» Your instructions: Out of the records below, copy all lines in which the word "fuselage" occurs.

» Recorded data:
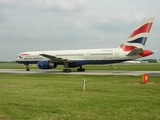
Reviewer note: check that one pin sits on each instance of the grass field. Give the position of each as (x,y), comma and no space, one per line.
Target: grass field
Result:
(151,66)
(61,97)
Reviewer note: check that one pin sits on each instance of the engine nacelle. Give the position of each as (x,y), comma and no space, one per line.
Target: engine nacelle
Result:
(46,65)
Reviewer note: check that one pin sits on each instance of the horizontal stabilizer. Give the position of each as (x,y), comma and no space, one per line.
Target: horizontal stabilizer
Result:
(135,51)
(54,58)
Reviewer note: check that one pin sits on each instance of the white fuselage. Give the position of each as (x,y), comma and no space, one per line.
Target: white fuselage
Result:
(115,54)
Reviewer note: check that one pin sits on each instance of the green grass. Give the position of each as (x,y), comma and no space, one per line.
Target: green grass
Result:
(61,97)
(150,66)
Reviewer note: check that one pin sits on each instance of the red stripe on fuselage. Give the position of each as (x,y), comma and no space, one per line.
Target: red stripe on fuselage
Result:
(146,53)
(24,54)
(127,48)
(143,29)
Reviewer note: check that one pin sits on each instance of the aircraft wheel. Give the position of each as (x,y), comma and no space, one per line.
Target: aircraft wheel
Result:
(27,69)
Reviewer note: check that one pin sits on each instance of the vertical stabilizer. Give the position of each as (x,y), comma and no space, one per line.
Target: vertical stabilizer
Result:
(139,36)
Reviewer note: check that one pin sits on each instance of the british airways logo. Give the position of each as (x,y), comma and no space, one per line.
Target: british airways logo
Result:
(23,55)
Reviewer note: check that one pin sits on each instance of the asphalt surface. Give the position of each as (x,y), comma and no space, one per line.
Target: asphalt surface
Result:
(87,72)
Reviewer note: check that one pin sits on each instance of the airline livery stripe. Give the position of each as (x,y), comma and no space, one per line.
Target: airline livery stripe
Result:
(24,54)
(127,48)
(143,29)
(141,40)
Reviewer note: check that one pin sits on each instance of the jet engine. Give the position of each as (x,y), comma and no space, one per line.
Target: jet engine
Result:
(46,65)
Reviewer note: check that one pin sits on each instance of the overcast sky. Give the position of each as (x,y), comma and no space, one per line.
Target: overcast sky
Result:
(29,25)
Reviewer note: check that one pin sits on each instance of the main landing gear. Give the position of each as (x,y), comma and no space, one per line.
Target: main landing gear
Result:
(27,68)
(81,69)
(67,70)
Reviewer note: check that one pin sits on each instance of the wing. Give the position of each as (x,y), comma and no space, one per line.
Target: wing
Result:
(55,59)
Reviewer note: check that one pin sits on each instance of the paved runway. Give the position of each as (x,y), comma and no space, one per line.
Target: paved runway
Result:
(87,72)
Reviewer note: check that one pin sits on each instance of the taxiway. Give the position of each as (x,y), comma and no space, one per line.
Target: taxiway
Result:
(87,72)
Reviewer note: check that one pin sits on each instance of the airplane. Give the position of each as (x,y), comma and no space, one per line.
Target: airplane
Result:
(130,49)
(132,61)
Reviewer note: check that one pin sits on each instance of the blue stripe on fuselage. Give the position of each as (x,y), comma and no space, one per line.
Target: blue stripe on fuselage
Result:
(141,40)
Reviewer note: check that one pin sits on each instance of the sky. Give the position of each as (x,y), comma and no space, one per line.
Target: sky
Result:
(35,25)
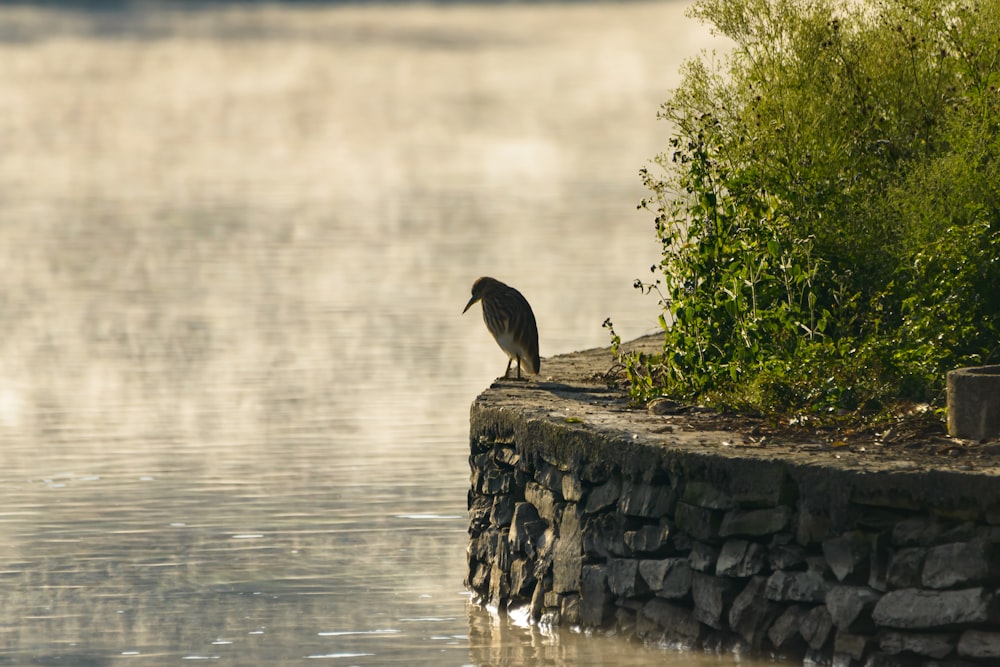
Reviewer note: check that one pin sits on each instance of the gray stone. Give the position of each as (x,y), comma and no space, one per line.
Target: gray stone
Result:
(623,578)
(816,627)
(567,562)
(960,564)
(712,596)
(545,501)
(681,628)
(650,501)
(740,558)
(700,523)
(648,539)
(602,497)
(912,608)
(703,557)
(847,556)
(784,632)
(847,603)
(931,645)
(669,578)
(905,567)
(595,596)
(807,586)
(755,523)
(751,613)
(979,644)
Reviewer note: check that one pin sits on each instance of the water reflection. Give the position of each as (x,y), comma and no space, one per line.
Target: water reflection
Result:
(235,244)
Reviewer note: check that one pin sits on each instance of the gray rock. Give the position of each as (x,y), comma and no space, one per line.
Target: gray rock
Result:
(751,613)
(960,564)
(650,501)
(669,578)
(979,644)
(700,523)
(816,626)
(595,596)
(848,556)
(740,558)
(755,523)
(847,603)
(807,586)
(913,608)
(929,644)
(712,596)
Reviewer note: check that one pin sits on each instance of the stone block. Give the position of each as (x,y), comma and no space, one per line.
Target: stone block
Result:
(979,644)
(545,501)
(848,556)
(602,497)
(912,608)
(595,596)
(668,578)
(650,501)
(751,613)
(932,645)
(740,558)
(712,597)
(755,523)
(906,567)
(648,539)
(699,522)
(807,586)
(680,626)
(703,557)
(849,604)
(960,564)
(816,627)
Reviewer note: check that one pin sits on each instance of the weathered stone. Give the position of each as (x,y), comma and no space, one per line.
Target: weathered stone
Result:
(979,644)
(755,523)
(669,578)
(816,627)
(700,523)
(604,496)
(567,562)
(915,608)
(905,567)
(960,564)
(931,645)
(847,603)
(572,488)
(681,628)
(545,501)
(740,558)
(847,556)
(712,596)
(648,539)
(650,501)
(595,596)
(604,536)
(623,578)
(784,632)
(751,614)
(807,586)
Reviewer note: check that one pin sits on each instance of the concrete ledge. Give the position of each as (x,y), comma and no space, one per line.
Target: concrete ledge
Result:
(599,516)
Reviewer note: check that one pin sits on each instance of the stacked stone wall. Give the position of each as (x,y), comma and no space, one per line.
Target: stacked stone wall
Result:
(708,551)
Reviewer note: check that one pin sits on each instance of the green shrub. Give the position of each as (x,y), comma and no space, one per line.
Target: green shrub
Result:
(829,207)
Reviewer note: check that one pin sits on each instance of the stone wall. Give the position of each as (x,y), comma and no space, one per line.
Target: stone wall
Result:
(600,517)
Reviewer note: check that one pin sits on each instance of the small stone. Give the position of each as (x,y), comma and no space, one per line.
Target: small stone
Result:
(979,644)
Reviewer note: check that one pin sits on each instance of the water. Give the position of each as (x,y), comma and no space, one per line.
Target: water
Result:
(235,243)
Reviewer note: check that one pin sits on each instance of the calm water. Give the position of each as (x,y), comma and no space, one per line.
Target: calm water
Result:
(234,379)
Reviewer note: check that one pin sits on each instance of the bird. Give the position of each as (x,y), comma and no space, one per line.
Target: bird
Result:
(509,318)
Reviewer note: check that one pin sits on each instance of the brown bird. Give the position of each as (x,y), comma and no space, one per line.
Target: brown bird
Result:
(509,318)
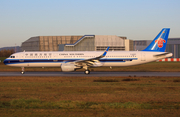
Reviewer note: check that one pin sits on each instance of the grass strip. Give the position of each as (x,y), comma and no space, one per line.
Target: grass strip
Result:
(38,104)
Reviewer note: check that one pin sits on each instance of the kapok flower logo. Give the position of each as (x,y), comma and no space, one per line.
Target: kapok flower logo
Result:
(160,42)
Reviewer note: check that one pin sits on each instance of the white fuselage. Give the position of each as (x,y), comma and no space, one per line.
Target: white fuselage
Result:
(55,59)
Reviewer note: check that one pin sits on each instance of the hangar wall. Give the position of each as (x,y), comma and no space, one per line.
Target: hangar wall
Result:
(77,43)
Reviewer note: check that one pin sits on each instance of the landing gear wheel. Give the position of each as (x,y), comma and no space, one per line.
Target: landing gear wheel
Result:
(22,70)
(87,72)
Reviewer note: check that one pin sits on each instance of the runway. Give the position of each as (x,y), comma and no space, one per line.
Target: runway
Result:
(92,74)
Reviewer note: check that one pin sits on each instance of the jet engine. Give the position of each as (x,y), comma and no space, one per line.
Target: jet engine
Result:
(67,67)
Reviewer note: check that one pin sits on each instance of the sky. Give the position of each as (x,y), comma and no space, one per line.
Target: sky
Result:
(135,19)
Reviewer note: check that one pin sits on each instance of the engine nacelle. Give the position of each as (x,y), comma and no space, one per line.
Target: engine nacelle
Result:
(67,67)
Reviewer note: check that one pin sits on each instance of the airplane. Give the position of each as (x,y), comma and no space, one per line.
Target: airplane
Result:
(72,60)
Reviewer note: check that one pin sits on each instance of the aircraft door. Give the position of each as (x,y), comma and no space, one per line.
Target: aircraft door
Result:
(143,56)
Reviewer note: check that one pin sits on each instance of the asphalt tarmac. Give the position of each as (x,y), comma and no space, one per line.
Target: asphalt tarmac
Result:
(93,74)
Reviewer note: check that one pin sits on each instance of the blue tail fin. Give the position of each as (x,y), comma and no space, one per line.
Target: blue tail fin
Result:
(159,43)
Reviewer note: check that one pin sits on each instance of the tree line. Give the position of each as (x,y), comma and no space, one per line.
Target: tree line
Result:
(6,53)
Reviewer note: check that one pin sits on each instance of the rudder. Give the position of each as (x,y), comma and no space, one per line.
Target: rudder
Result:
(159,43)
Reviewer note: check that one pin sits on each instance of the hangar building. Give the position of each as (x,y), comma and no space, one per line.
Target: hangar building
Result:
(173,46)
(77,43)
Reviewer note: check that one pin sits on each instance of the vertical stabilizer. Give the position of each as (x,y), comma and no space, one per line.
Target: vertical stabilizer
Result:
(159,43)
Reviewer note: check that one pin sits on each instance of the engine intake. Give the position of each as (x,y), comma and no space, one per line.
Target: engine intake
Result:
(67,67)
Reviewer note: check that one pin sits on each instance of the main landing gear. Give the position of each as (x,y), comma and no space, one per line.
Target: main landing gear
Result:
(87,72)
(22,70)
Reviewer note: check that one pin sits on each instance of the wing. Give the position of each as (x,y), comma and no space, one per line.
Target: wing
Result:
(91,61)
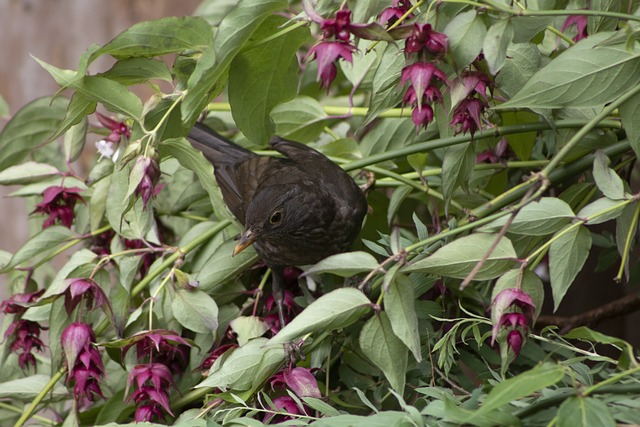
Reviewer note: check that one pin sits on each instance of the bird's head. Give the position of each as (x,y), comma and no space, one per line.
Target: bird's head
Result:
(283,214)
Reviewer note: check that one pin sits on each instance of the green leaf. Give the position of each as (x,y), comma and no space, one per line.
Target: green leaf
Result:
(457,166)
(246,367)
(466,33)
(301,119)
(79,108)
(345,264)
(522,62)
(545,216)
(525,280)
(629,113)
(46,241)
(222,266)
(195,310)
(602,210)
(522,385)
(233,33)
(113,95)
(385,350)
(27,172)
(399,306)
(159,37)
(27,388)
(579,411)
(193,159)
(587,75)
(496,42)
(335,310)
(250,96)
(4,108)
(567,255)
(459,257)
(31,126)
(248,328)
(137,70)
(606,178)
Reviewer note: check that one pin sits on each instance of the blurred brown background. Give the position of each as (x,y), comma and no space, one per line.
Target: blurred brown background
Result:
(58,32)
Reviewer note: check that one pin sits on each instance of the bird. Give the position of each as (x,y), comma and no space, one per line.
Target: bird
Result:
(296,210)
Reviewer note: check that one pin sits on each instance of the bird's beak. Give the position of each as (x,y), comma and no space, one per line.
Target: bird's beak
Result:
(247,238)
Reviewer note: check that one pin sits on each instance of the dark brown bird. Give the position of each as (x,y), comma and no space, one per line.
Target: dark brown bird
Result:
(296,210)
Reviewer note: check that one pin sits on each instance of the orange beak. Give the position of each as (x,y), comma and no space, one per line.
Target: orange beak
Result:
(245,241)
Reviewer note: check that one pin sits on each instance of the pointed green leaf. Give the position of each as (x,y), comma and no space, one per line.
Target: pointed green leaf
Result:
(466,33)
(251,99)
(31,126)
(345,264)
(399,306)
(601,210)
(159,37)
(522,385)
(496,42)
(459,257)
(579,411)
(385,350)
(26,173)
(540,218)
(195,310)
(233,33)
(567,255)
(335,310)
(587,75)
(606,178)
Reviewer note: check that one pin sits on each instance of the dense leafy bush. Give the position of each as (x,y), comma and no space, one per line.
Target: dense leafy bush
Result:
(497,134)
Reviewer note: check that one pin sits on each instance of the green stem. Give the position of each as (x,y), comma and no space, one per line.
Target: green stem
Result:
(36,401)
(167,263)
(627,244)
(610,380)
(460,139)
(566,149)
(69,245)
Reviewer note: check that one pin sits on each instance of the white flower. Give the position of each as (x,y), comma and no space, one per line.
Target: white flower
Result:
(105,148)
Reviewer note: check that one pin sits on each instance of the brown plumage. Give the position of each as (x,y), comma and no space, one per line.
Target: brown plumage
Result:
(296,210)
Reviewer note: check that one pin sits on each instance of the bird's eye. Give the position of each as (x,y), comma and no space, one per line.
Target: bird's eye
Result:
(276,217)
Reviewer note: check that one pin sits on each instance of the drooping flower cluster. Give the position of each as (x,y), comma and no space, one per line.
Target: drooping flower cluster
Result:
(423,75)
(392,14)
(299,380)
(472,88)
(580,22)
(149,171)
(58,202)
(23,335)
(83,361)
(335,45)
(165,352)
(109,147)
(512,314)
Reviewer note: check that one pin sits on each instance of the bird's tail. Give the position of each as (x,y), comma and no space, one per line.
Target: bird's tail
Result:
(215,147)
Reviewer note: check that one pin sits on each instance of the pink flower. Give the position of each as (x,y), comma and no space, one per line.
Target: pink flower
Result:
(397,10)
(466,116)
(514,341)
(580,21)
(327,53)
(58,202)
(118,129)
(423,38)
(148,168)
(18,303)
(80,289)
(83,361)
(152,382)
(26,338)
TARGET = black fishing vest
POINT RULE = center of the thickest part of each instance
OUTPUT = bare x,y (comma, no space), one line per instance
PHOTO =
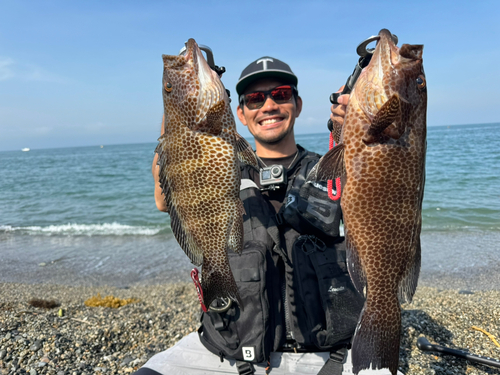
292,276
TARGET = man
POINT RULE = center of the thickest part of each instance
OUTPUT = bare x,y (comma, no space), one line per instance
301,308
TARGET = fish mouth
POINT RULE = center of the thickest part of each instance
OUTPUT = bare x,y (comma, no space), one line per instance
210,88
370,90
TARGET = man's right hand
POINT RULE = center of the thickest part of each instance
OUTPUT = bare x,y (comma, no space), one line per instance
338,110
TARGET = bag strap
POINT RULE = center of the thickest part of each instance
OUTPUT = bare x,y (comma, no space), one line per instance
335,363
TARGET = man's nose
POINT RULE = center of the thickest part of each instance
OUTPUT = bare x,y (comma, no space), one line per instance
269,105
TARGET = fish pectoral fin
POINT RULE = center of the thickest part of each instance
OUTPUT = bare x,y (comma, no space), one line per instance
355,267
385,117
162,178
336,132
212,122
185,238
245,153
330,166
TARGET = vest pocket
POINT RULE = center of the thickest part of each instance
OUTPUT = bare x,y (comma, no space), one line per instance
331,304
241,333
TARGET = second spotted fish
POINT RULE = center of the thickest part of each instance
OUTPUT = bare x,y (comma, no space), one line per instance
199,173
380,158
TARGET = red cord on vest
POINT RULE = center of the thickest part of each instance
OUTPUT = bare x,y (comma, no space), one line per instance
337,180
197,284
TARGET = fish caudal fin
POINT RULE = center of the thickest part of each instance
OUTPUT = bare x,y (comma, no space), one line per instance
377,338
330,166
217,281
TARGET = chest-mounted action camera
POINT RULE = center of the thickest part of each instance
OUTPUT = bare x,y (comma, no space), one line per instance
272,177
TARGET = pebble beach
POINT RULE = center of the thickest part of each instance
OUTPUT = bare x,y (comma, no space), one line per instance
76,339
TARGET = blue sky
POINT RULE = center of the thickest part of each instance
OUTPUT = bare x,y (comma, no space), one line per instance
89,72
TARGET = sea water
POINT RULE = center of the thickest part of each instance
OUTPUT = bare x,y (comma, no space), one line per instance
87,215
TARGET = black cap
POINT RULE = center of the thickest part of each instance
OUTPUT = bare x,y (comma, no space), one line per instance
265,67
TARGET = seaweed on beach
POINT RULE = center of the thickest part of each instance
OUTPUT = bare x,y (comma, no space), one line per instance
43,304
109,301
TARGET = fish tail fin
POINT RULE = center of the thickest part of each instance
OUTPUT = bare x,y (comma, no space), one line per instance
218,282
408,284
377,337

» The completed task:
Reviewer note: check that one pin sits on each instance of the white fuselage. Give the position of each as (x,y), comma and no space, one per line.
Target: white fuselage
Reviewer note: check that one pin sits on each instance of the red stripe on fuselage. Give the position of each as (x,y), comma and no space, one per line.
Target: red stripe on fuselage
Reviewer note: check that one pin sits on each instance of the blue stripe on fuselage. Give the position of each as (x,y), comma and no space, one per line.
Target: blue stripe on fuselage
Reviewer note: check that one pin sits on each instance of the white fuselage. Give the position of each as (x,y), comma and no space, one per line.
Target: white fuselage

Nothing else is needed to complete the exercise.